Segment Start: Input for this task

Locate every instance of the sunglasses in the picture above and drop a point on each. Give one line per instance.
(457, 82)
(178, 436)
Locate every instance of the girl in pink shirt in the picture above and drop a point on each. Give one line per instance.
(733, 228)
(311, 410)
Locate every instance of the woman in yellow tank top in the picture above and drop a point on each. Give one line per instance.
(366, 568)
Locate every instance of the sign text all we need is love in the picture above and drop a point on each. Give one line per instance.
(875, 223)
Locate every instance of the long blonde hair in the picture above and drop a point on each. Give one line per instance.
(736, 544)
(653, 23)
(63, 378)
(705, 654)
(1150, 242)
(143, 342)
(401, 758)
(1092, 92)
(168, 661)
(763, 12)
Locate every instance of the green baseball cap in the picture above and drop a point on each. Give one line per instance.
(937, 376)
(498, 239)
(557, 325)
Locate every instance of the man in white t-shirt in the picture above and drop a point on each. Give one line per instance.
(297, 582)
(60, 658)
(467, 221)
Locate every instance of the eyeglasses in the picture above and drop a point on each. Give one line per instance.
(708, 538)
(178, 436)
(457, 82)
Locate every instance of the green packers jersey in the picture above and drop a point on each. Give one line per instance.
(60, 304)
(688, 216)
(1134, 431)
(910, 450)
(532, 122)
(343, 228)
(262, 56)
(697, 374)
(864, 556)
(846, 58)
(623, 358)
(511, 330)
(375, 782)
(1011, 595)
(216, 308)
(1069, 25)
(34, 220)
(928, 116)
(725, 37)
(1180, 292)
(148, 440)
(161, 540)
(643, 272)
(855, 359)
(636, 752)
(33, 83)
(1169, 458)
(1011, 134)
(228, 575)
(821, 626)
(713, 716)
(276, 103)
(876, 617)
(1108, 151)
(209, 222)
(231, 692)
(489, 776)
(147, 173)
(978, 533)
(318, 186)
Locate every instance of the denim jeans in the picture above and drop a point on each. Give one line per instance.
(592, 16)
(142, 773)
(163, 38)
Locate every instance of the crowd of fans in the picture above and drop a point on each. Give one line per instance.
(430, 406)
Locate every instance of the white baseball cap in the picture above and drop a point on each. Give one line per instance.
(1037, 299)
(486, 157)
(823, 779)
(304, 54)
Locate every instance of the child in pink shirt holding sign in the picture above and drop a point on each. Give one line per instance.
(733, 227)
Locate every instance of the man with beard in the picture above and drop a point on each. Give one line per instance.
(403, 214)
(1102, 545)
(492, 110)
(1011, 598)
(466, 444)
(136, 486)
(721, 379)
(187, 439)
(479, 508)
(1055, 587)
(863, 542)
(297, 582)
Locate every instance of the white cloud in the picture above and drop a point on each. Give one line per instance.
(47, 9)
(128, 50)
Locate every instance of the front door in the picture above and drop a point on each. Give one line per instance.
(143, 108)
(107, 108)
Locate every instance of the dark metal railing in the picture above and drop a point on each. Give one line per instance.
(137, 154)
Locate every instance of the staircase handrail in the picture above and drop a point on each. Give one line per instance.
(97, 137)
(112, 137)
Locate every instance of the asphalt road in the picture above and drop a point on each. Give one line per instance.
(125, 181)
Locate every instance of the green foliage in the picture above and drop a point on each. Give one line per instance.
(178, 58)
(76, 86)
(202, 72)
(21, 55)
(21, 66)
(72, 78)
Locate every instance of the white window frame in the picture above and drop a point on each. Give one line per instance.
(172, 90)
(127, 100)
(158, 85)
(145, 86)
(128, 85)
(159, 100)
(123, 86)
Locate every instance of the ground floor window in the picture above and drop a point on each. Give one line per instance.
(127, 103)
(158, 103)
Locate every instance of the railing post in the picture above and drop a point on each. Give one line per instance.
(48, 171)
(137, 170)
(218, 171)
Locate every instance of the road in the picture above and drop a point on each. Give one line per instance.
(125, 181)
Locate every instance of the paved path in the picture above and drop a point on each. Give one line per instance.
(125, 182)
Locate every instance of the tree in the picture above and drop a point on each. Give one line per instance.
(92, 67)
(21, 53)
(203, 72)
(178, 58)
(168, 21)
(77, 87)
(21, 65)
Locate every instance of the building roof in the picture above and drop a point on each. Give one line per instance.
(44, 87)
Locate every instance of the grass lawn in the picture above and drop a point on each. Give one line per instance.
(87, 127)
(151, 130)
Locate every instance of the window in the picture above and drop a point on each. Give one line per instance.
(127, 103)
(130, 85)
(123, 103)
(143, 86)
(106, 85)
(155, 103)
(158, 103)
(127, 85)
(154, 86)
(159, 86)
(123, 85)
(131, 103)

Segment End: Input for this task

### What this task involves
Would you please write out the entries again exactly?

### Problem solution
Locate every instance of the sunglasses in the picture above and drop a point on each. Give one line per instance.
(457, 82)
(178, 436)
Locate every instance of the girl in pink shirt in the picture above and drop a point on each. Give one line per instance.
(733, 228)
(311, 410)
Locate every instance of the woman in yellow tank top in the picture above and drop a point on each. Give one line per instance.
(366, 568)
Locate every instance of the sign text all we need is love in the picture above and drop a point on each. Give one line per instance.
(875, 223)
Locate every instance of the long blonde hair in the picture above and drop a point on each. Give one line per instance.
(736, 544)
(653, 23)
(63, 378)
(705, 654)
(1150, 242)
(143, 342)
(401, 758)
(1092, 92)
(168, 661)
(763, 12)
Locate every instance of the green baseball cap in the picture above and drop a point on each. Give one line per instance.
(937, 376)
(498, 239)
(557, 325)
Locate every instance of the man in white t-shirt in the picture above and drop a point on each. Give one line per instance.
(297, 582)
(60, 658)
(467, 221)
Locate every instance of the eyeglasses in the picture above and drop a point on each. Give one line per instance.
(708, 538)
(178, 436)
(457, 82)
Locate every instance of the green packers jersey in the picture above and drop a point on each. Give one line per instance.
(60, 304)
(688, 216)
(1134, 431)
(910, 450)
(532, 122)
(343, 228)
(262, 56)
(697, 374)
(864, 556)
(846, 58)
(623, 358)
(511, 330)
(375, 782)
(1011, 595)
(216, 308)
(1069, 25)
(34, 220)
(928, 116)
(725, 37)
(1180, 292)
(148, 440)
(161, 540)
(643, 272)
(855, 359)
(636, 752)
(33, 83)
(1169, 458)
(1011, 134)
(228, 575)
(821, 626)
(713, 716)
(276, 103)
(876, 617)
(1108, 151)
(209, 222)
(231, 692)
(489, 776)
(147, 173)
(978, 533)
(318, 186)
Locate every instance of the denim jeans in the picture above and drop a point on each. Give one line per instance.
(592, 16)
(142, 773)
(163, 38)
Locate every instance of the crowd of fans in the picture above and drop a point on each. Give one line per instance.
(430, 406)
Locate every instance of the white baseball cap in the picture above and drop a point on each. Give one line per instance.
(1037, 299)
(486, 157)
(823, 779)
(304, 54)
Locate every instance of the child in pink shirt holding sign in the picture above and drop a point on each. Give one line per instance.
(733, 227)
Locate every instance of the man with beard in the picture above and drop a point on each. Give one line per instance.
(403, 214)
(1102, 545)
(492, 110)
(1011, 598)
(466, 444)
(136, 486)
(721, 379)
(187, 439)
(479, 508)
(1055, 587)
(863, 542)
(297, 582)
Locate every instance of the white cloud in the picture above and drop a point on each. Give one line per instance.
(47, 9)
(128, 50)
Locate every instance of the front door in the picture above and drop a point on each. Give one line per instance.
(143, 108)
(107, 108)
Locate every instance of the dark metal railing in the picture above and drop a point on each. Give one line per instance.
(137, 154)
Locate every instance of the staircase handrail in the picture above and drop a point on each. Give one line per instance.
(97, 137)
(112, 137)
Locate every instance of the asphalt road in the picture above and drop a point on each. Give one line per instance.
(125, 181)
Locate every instance of the green foliage in the picture above and drop a point on each. Give one line per instance.
(178, 58)
(76, 86)
(202, 72)
(21, 55)
(21, 66)
(72, 78)
Locate every instance of the white window frame in the picture above and drop a point on each. Give one line per instance.
(172, 90)
(127, 100)
(158, 85)
(145, 86)
(128, 85)
(159, 100)
(123, 86)
Locate every instance of the ground floor window in the picture above and drop a point on each. Give one line per instance.
(127, 103)
(158, 103)
Locate every instance of the railing post in the picture above and drop a point on each. Give one line per instance.
(48, 171)
(137, 170)
(218, 171)
Locate every instance of the road in the picture above and drop a point on each. Give one line per instance.
(125, 181)
Locate every instance of the paved path in the picture above and drop a point on each. Give one line per instance.
(125, 182)
Locate every instance of the tree in the picture above and drop a point on each. Give one line per instance.
(92, 67)
(21, 53)
(203, 72)
(178, 58)
(168, 21)
(77, 87)
(21, 65)
Locate every instance of the building roof in the picture above and drop a point on each. Give one line per instance.
(44, 87)
Locate every instance of the grass lawn in the picture above and drop a point on each. Give one line per instance.
(87, 127)
(151, 130)
Locate every instance of the window in the picture above and drop a point on each. Give one line per instance.
(127, 103)
(130, 85)
(123, 103)
(143, 86)
(106, 85)
(155, 103)
(158, 103)
(127, 85)
(154, 86)
(159, 86)
(123, 85)
(131, 103)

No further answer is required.